(Given entries):

+-------+

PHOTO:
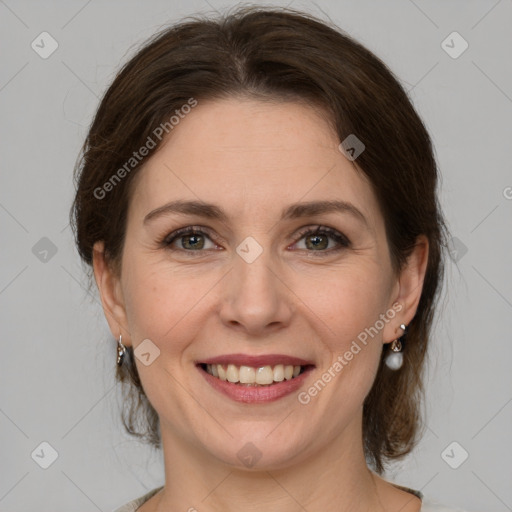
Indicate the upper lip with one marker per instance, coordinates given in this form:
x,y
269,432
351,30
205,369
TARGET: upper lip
x,y
256,361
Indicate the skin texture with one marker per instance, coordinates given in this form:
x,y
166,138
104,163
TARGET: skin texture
x,y
252,159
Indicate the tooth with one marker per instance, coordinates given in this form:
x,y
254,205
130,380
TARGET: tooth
x,y
264,375
232,373
247,375
221,372
278,372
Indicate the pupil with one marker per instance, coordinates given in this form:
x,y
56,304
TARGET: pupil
x,y
194,243
317,241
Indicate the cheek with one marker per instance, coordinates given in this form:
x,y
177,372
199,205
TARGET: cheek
x,y
162,305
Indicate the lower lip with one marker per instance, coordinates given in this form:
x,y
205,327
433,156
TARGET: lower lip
x,y
256,394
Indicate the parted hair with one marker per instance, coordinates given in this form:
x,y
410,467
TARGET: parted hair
x,y
274,54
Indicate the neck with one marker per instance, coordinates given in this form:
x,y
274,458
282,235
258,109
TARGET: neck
x,y
335,477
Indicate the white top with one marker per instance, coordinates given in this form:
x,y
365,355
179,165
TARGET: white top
x,y
427,504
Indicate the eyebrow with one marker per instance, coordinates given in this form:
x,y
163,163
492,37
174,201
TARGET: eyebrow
x,y
293,211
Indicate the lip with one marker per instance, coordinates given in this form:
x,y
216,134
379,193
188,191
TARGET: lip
x,y
257,361
255,394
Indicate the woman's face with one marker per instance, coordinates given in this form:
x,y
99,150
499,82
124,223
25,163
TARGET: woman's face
x,y
252,283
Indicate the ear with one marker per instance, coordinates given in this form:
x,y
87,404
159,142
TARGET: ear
x,y
407,292
111,294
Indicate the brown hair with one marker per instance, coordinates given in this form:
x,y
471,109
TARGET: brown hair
x,y
272,53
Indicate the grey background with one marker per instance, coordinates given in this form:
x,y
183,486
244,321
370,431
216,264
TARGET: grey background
x,y
57,361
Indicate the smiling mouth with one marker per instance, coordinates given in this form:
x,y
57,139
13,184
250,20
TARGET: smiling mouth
x,y
249,376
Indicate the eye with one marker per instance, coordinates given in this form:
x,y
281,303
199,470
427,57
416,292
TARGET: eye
x,y
195,239
317,240
190,239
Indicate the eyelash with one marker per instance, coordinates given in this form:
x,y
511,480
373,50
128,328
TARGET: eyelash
x,y
341,239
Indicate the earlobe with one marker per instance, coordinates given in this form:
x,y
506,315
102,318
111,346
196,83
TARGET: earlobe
x,y
111,294
410,286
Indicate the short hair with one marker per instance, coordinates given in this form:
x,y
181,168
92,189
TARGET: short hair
x,y
285,55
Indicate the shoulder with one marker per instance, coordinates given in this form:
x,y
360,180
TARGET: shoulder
x,y
428,505
133,505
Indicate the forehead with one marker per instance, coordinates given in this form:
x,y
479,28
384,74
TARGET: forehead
x,y
255,156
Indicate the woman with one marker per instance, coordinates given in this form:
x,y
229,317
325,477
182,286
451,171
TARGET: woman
x,y
257,200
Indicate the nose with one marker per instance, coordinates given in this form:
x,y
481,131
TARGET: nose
x,y
255,299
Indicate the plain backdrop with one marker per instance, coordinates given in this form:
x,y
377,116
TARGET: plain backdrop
x,y
57,355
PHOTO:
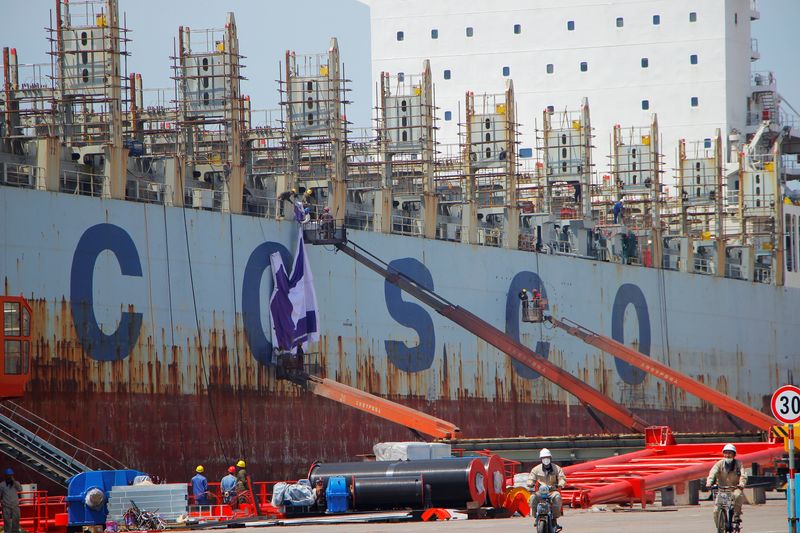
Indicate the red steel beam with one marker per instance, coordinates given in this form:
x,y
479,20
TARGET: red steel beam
x,y
673,377
588,395
631,476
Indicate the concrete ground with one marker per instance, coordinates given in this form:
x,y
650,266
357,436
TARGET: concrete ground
x,y
768,518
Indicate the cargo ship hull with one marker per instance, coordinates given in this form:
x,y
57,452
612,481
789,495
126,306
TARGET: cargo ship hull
x,y
152,336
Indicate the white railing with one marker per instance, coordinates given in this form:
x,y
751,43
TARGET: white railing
x,y
733,271
490,237
201,198
83,183
703,266
762,275
19,175
145,191
406,225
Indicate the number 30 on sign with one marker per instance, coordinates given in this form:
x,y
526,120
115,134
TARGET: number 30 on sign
x,y
786,404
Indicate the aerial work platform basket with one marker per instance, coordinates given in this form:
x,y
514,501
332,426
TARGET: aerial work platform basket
x,y
533,310
324,232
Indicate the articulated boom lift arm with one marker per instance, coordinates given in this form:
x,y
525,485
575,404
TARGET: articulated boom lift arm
x,y
589,396
704,392
382,408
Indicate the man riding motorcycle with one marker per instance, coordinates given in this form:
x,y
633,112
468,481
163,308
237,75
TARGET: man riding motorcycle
x,y
730,472
550,474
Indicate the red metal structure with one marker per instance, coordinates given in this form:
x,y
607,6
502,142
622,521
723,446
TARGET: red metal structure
x,y
663,463
590,397
381,407
15,346
724,402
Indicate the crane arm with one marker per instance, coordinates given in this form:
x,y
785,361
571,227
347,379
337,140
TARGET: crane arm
x,y
724,402
382,408
503,342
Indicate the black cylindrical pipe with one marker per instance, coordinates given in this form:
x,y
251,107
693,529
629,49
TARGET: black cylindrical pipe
x,y
454,482
395,492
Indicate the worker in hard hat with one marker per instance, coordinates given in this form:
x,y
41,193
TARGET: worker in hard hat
x,y
729,472
550,474
228,485
285,196
327,223
200,486
242,483
9,497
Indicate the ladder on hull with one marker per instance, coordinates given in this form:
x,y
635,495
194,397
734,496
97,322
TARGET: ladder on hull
x,y
45,448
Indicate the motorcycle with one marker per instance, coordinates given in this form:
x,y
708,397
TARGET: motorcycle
x,y
723,509
544,520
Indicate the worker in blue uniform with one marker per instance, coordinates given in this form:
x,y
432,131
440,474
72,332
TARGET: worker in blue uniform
x,y
200,487
228,485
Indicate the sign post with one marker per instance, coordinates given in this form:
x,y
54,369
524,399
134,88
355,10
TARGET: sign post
x,y
786,408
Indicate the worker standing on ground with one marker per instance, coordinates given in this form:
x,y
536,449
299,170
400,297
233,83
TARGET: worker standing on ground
x,y
200,486
242,483
9,497
228,485
729,472
550,474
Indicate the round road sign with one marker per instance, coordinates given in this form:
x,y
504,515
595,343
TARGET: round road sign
x,y
786,404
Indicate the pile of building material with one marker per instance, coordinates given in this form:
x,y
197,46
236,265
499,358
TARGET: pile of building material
x,y
168,501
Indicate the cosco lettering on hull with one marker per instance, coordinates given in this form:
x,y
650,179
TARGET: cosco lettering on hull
x,y
409,358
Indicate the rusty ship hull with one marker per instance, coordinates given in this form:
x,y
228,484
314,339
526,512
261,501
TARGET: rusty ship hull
x,y
152,336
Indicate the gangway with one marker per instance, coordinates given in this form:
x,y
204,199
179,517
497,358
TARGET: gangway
x,y
662,463
591,398
45,448
731,406
25,436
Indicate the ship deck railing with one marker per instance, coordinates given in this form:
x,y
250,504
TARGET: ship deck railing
x,y
82,183
703,265
407,225
19,174
762,274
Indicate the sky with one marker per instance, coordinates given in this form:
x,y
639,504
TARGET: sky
x,y
267,28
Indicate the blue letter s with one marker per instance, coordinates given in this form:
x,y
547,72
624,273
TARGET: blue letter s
x,y
411,315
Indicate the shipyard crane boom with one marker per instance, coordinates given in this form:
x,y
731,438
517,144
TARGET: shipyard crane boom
x,y
591,398
724,402
382,408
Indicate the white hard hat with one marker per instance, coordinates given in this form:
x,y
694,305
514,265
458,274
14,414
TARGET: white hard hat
x,y
729,448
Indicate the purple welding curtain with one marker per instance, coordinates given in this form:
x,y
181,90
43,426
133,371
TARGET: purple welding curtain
x,y
293,304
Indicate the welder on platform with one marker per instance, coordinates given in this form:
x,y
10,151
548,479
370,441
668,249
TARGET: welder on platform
x,y
319,495
537,299
9,497
242,483
200,487
285,196
228,485
326,223
550,474
729,472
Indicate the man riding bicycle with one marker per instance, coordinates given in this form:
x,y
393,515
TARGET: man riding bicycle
x,y
550,474
729,472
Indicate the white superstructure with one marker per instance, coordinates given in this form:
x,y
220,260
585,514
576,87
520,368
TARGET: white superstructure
x,y
685,60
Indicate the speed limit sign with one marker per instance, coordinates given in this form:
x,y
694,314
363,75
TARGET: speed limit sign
x,y
786,404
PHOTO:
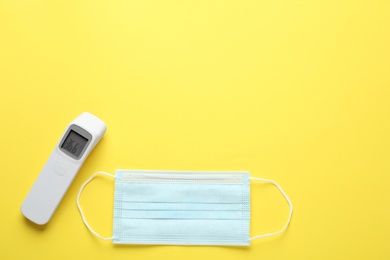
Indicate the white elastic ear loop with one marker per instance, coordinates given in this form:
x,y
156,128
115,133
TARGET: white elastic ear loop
x,y
288,201
79,207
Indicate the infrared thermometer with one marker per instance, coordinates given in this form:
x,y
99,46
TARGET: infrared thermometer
x,y
78,140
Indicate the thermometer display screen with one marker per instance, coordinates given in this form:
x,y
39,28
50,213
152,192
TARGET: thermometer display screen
x,y
74,143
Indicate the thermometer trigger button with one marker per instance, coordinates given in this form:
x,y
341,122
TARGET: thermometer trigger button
x,y
59,168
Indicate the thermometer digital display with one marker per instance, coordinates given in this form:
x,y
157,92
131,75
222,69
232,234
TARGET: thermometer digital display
x,y
78,140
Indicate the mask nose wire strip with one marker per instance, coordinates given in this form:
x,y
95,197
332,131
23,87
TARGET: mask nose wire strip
x,y
288,201
79,207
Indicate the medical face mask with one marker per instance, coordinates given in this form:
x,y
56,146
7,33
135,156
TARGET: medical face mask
x,y
182,208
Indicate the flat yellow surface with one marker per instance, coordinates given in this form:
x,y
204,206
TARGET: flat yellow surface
x,y
295,91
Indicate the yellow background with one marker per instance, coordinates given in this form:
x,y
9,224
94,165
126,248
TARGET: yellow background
x,y
295,91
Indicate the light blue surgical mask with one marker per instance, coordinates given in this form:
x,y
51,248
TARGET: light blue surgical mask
x,y
182,208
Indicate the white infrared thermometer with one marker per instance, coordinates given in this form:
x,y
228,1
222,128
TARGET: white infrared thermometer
x,y
68,156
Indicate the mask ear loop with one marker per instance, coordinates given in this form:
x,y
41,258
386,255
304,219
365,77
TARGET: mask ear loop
x,y
288,201
79,207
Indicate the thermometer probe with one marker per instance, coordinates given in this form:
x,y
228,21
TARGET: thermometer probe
x,y
78,140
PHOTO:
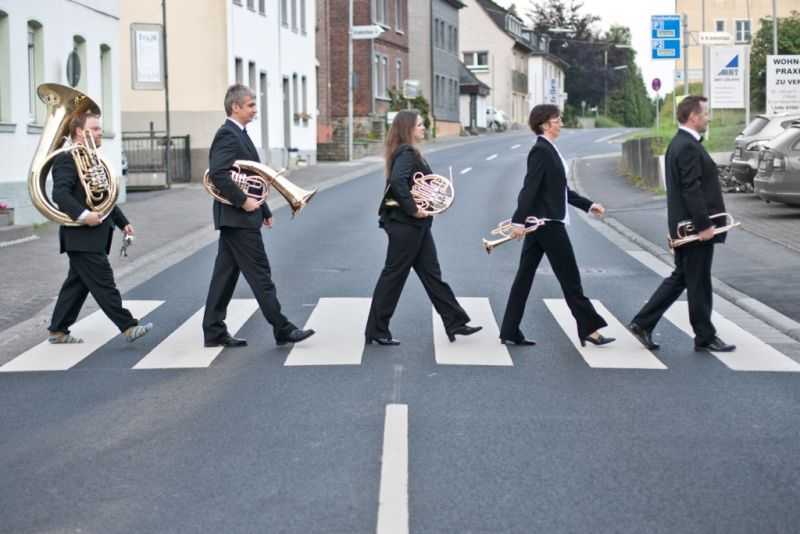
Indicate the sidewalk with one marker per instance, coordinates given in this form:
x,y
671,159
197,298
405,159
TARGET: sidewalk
x,y
755,268
170,225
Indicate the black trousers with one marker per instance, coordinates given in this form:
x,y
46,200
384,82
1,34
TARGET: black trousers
x,y
242,250
551,239
411,246
693,273
89,272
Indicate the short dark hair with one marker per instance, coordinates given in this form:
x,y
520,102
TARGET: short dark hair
x,y
541,114
235,95
79,121
690,104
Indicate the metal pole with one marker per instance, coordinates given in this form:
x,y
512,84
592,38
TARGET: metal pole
x,y
685,54
166,90
350,85
775,27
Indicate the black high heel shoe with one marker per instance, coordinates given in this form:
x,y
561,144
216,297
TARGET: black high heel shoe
x,y
464,330
599,340
385,341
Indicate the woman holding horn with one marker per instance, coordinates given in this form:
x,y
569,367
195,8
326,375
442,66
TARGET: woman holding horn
x,y
545,195
410,240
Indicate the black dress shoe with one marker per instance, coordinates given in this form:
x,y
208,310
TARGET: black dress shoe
x,y
295,336
385,341
643,336
521,342
464,330
226,341
715,345
599,340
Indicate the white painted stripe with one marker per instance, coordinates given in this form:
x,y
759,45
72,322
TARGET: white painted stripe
x,y
184,349
482,348
96,330
339,338
624,353
751,353
651,262
393,497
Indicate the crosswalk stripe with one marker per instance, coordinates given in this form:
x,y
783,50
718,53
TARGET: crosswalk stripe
x,y
96,330
184,347
482,348
624,353
339,323
751,353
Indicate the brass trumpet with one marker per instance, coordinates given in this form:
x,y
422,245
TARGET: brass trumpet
x,y
432,193
504,229
255,179
686,233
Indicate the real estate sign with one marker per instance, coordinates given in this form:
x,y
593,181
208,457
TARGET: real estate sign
x,y
783,84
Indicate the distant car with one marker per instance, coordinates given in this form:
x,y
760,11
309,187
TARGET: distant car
x,y
744,161
778,177
496,119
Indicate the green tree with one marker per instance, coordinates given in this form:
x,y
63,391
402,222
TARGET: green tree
x,y
788,43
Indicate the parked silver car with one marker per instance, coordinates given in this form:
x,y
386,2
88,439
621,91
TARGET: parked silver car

+-------+

(The problem):
Look through the entries and copy every line in which the string "silver" appears.

(Written reply):
Indicate the parked silver car with one marker per instance, coordinates given in this form:
TARGET: parked silver car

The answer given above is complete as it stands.